[Point localization data]
* * *
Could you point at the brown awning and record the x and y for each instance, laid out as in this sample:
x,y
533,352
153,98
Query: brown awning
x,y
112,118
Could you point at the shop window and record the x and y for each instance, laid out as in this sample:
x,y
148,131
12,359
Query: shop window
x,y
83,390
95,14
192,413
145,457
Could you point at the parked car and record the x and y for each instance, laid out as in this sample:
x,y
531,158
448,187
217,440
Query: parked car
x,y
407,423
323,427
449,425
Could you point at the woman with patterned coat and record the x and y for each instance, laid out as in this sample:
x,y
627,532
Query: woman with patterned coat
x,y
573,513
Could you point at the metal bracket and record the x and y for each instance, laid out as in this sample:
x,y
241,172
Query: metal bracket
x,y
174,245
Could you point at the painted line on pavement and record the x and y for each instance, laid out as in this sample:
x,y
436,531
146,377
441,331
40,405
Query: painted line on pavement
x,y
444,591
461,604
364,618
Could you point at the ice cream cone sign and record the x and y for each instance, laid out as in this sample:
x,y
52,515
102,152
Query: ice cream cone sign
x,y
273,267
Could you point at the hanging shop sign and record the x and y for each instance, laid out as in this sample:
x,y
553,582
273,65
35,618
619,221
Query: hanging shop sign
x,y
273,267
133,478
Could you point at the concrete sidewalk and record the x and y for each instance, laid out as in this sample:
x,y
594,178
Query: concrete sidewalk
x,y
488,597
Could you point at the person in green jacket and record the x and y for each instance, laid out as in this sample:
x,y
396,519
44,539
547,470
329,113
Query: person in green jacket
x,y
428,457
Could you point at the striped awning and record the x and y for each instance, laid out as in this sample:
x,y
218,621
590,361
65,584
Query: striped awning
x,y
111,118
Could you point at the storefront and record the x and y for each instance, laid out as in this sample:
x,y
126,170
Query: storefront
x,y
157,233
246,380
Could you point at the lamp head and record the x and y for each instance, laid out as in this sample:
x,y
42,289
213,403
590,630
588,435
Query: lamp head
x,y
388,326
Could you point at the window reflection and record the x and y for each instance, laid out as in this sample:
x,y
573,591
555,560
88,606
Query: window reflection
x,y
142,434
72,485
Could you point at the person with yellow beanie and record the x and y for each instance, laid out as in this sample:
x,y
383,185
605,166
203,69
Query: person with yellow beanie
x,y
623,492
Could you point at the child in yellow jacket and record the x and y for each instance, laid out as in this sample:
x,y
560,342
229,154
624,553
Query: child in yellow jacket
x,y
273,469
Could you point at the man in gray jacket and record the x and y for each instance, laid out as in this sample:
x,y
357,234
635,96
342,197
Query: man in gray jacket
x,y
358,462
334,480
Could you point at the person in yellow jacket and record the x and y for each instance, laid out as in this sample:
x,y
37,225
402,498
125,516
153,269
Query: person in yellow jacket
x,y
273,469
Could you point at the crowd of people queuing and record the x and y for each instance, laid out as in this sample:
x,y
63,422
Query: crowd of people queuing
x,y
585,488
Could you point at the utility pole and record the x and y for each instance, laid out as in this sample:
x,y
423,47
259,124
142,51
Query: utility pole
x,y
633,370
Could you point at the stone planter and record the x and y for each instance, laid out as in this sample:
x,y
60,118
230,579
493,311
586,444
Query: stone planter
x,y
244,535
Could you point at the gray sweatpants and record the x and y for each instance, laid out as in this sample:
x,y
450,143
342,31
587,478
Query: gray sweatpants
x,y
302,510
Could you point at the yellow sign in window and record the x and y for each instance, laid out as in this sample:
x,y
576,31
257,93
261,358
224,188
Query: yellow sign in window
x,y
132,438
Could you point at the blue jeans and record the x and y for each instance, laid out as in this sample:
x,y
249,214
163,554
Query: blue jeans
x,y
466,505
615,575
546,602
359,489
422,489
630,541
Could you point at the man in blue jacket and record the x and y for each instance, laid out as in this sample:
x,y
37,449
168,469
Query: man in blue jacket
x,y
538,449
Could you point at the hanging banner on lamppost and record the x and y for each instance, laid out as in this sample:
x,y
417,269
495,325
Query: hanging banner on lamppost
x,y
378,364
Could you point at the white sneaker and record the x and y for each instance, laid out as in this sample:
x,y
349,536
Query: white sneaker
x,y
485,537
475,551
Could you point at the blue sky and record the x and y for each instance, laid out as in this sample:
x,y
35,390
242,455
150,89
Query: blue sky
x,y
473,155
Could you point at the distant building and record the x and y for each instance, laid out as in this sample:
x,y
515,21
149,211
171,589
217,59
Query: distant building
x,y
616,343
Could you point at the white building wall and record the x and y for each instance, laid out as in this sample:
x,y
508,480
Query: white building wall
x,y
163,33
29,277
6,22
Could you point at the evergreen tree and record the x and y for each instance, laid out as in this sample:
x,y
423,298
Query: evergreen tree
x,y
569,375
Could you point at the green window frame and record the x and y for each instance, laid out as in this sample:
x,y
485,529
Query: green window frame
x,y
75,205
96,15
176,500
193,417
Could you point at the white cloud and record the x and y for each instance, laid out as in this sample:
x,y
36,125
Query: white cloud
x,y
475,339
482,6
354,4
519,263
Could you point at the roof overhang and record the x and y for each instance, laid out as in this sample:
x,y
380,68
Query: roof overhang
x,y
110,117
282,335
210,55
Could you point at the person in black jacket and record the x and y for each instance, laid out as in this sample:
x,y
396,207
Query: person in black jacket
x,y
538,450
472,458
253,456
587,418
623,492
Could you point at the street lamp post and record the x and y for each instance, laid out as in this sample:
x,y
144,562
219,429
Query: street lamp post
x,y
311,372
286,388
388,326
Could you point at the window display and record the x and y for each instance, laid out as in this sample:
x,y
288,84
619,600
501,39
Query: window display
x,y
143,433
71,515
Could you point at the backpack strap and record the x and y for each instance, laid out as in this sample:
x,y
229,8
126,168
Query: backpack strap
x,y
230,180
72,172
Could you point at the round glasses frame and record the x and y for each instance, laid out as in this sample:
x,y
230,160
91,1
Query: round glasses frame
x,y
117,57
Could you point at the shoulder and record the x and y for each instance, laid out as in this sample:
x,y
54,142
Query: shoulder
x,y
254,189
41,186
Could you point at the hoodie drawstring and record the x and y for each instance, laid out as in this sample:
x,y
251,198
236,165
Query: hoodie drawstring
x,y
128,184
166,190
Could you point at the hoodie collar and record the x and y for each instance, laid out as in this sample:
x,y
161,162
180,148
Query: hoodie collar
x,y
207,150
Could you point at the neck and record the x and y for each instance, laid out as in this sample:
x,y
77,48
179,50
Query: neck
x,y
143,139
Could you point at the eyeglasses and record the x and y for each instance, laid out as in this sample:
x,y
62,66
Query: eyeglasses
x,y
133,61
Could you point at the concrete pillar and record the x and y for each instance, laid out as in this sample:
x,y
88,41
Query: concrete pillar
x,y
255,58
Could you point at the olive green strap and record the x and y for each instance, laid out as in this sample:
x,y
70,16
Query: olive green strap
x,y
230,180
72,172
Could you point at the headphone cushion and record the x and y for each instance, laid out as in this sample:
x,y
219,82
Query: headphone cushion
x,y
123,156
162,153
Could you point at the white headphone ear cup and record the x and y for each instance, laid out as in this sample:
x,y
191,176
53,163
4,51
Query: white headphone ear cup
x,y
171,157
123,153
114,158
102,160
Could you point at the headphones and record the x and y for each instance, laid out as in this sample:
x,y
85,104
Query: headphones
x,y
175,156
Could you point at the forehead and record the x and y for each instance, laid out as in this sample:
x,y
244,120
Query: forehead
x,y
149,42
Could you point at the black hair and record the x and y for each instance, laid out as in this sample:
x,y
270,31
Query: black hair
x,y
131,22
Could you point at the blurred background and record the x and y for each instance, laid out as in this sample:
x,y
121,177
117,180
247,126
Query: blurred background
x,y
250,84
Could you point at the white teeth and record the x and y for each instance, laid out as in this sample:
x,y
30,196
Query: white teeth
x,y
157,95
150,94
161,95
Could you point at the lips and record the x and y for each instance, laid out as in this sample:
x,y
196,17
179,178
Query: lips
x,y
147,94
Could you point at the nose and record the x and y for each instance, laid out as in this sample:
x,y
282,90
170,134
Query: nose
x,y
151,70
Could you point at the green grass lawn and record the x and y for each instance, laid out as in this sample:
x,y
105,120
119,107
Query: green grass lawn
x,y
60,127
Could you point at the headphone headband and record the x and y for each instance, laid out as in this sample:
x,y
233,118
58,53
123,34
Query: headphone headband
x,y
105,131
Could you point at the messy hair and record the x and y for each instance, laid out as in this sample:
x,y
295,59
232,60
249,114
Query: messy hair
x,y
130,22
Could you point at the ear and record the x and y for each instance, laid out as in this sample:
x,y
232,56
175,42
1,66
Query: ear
* * *
INSTRUCTIONS TO FOLLOW: Please copy exactly, and only, the lines from the line containing "Query: headphone headband" through the last line of the records, with both ends included.

RESPONSE TO THE TASK:
Query: headphone headband
x,y
105,131
Could you point at the messy hair and record the x and y for each instance, laid out as in this sample:
x,y
295,59
232,60
249,114
Query: messy hair
x,y
130,22
Could you point at the ear and record the x and y for each instance, laid out as in this sample:
x,y
232,56
175,42
1,66
Query: ear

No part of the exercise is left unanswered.